*Dataset excerpts:*
##############################
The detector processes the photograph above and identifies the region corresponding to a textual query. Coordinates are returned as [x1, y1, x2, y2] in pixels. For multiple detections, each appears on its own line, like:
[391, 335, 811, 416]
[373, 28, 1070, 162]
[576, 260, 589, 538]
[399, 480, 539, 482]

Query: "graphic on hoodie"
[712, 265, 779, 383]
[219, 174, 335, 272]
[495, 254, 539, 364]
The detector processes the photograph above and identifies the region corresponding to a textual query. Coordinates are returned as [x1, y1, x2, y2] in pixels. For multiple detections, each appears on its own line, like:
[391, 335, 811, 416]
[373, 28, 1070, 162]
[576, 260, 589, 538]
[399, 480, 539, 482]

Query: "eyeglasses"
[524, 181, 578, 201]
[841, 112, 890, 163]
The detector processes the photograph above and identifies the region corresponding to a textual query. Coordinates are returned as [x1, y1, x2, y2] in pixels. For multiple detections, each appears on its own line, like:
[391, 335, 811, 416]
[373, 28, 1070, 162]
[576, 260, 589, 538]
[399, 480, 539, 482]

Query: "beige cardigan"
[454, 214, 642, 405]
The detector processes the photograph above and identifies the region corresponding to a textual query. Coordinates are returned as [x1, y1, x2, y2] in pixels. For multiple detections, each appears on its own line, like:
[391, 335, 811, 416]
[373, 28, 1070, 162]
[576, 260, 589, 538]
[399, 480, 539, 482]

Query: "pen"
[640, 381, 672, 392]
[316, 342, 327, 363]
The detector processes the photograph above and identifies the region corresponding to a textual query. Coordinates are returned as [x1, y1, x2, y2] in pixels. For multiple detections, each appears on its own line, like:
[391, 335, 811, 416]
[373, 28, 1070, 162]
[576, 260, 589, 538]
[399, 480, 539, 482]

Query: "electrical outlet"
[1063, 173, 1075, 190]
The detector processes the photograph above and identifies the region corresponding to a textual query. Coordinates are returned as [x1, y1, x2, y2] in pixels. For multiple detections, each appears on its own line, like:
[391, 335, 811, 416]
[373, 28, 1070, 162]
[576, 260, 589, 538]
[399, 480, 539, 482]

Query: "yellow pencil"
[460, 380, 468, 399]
##############################
*WHAT IS EXPECTED:*
An exact restatement of the data is required.

*EXPECTED ANSWER:*
The detector processes the photograph above and identifies the region corresponding to a textual query. Coordinates are returned as [x1, y1, x2, y2] in pixels. For multiple detections, each appears on its own line, like:
[391, 335, 811, 416]
[373, 28, 1070, 162]
[576, 260, 589, 538]
[399, 480, 539, 482]

Query: "graphic on hoodie"
[712, 265, 779, 383]
[219, 174, 335, 272]
[495, 254, 539, 364]
The detector processes the photograph above and identifies the region corresponding to a textual query. Coordinates are returned as [x1, y1, x2, y2] in pixels. For multiple detections, each appears on its own line, like:
[391, 335, 811, 416]
[373, 28, 1070, 162]
[576, 260, 589, 538]
[399, 480, 539, 482]

Query: "eyeglasses"
[524, 181, 578, 201]
[841, 112, 890, 163]
The detector processes the photograph above and identifies the region corresponding to a textual query. Coordinates are returned as [x1, y1, x2, y2] in pixels. For multiple detections, each appears on its own line, like:
[391, 335, 811, 416]
[373, 28, 1070, 162]
[576, 260, 589, 538]
[399, 480, 539, 482]

Query: "beige cardigan"
[454, 214, 642, 405]
The detector processes the photograph above and identifies the region corresponding to a textual query. Coordinates are returned as [x1, y1, x2, y2] in pixels. For multiple detections, each appears on its own line, like:
[391, 335, 811, 416]
[373, 28, 1070, 162]
[576, 260, 589, 538]
[399, 480, 539, 482]

Query: "pen"
[640, 381, 672, 392]
[316, 342, 327, 363]
The detector processes the photograph above and identifies the region corresponding to a textual query. Coordinates are returned as [x1, y1, x2, y2] in pixels. For multiple detections, each appears on its own line, like:
[391, 335, 811, 416]
[373, 28, 1070, 162]
[576, 260, 589, 538]
[399, 480, 539, 482]

Query: "electrical outlet"
[1063, 173, 1075, 190]
The detector processes the photograph above and identifies the region corresponding to a textual query. Coordinates are returned as [x1, y1, x2, y2] in pixels. For multiple detections, each appears on its own line, like:
[391, 335, 811, 416]
[373, 28, 1070, 162]
[576, 260, 589, 538]
[399, 480, 539, 482]

Query: "yellow pencil"
[460, 380, 468, 399]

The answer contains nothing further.